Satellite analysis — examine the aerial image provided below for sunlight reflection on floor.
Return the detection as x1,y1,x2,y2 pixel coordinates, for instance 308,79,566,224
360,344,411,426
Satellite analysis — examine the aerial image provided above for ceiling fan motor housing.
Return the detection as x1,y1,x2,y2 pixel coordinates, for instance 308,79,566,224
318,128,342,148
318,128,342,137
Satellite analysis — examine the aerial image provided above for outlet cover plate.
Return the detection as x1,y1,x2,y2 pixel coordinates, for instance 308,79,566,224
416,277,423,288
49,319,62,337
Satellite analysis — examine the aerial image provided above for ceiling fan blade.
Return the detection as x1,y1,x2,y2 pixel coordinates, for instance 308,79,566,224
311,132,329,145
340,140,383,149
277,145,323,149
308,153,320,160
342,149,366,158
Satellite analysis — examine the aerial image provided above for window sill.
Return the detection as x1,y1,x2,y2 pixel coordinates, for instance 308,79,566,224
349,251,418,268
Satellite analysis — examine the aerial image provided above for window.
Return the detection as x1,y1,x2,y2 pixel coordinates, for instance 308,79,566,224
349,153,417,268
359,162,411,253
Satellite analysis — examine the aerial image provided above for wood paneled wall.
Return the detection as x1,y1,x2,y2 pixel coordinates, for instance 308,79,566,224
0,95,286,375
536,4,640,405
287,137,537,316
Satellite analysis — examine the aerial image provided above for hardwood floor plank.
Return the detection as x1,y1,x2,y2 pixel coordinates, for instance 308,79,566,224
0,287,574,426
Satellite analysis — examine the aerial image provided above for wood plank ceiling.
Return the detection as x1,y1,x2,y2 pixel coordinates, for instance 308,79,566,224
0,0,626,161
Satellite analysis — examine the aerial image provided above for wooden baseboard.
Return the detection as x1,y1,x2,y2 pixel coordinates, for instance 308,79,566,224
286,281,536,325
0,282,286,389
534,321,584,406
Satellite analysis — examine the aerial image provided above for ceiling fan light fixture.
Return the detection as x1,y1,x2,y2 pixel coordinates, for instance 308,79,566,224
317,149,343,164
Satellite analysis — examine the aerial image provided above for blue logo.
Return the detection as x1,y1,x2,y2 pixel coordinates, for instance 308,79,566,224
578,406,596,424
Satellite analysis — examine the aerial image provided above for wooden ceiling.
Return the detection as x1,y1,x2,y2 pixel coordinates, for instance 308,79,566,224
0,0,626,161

- - -

PROBLEM STATEMENT: Reproduce the entire listing word for word.

SOLUTION TO THIS PROBLEM:
Satellite analysis — examine the aerial image provided below for sunlight reflection on floor.
Return the detection as x1,y1,x2,y2 pixel coordinates, for instance 308,79,566,224
360,344,411,426
Satellite analysis — examine the aerial image provided above for ceiling fan motor housing.
Return the detection as x1,y1,x2,y2 pixel coordinates, for instance 308,79,566,224
318,128,342,148
318,128,342,137
Satellite analysis — examine the aerial image provided above for outlet cover plate.
Return the detection as x1,y1,x2,y2 pixel coordinates, for instance 308,79,566,224
416,277,423,288
49,319,62,337
Satellite analysis — examine the aerial image provided above for ceiling fan blade.
Return the detection as x1,y1,x2,y2 pixel coordinates, for instance 308,79,566,224
311,132,329,145
340,140,383,149
277,145,323,149
308,153,320,160
342,149,366,158
Satellite analysis — examine the aerial image provided above for window sill.
Return the detection as x1,y1,x2,y2 pixel coordinates, for instance 308,79,566,224
349,251,418,268
Satellite analysis — examine the aerial image provided above for window.
Return the detection as x1,y1,x2,y2 pixel coordinates, for instance 308,79,566,224
349,153,417,268
359,162,411,253
Satellite analysis — examine the aerial image provided above for wood paneled wall.
Return the detection as x1,y1,x2,y2 pixel coordinates, for instance 308,79,566,224
0,95,286,375
536,4,640,405
287,137,537,316
Satellite analysis — examine the aerial image provided above for hardwood floor plank.
Return the detection as x1,y1,x2,y2 pixel coordinates, for instance 308,79,566,224
0,287,574,426
Satellite analysis — examine the aerial image provided above for wood plank ceiling.
Return the detection as x1,y1,x2,y2 pixel coordinates, for instance 308,79,566,224
0,0,626,161
Satellite analysis — examine the aerial image provided above for wooden baseboard.
Return the detection as x1,y1,x2,y2 pixel coordinates, for instance 308,79,566,224
286,281,536,325
0,282,286,389
534,321,584,406
Satellite analysis — examine the aerial image provided above for ceiling fan light fixture.
Return the detection as x1,y1,x2,y2 pixel coordinates, for instance 308,79,566,224
317,149,343,164
Satellite analysis — examine the aerial image provided above for blue logo.
Return the detection as x1,y1,x2,y2 pixel coordinates, for instance 308,79,566,224
578,406,596,424
Satellite analysis — examine the aerial image provided above for wooden ceiling.
Return the detection as x1,y1,x2,y2 pixel coordinates, for instance 308,79,566,224
0,0,626,161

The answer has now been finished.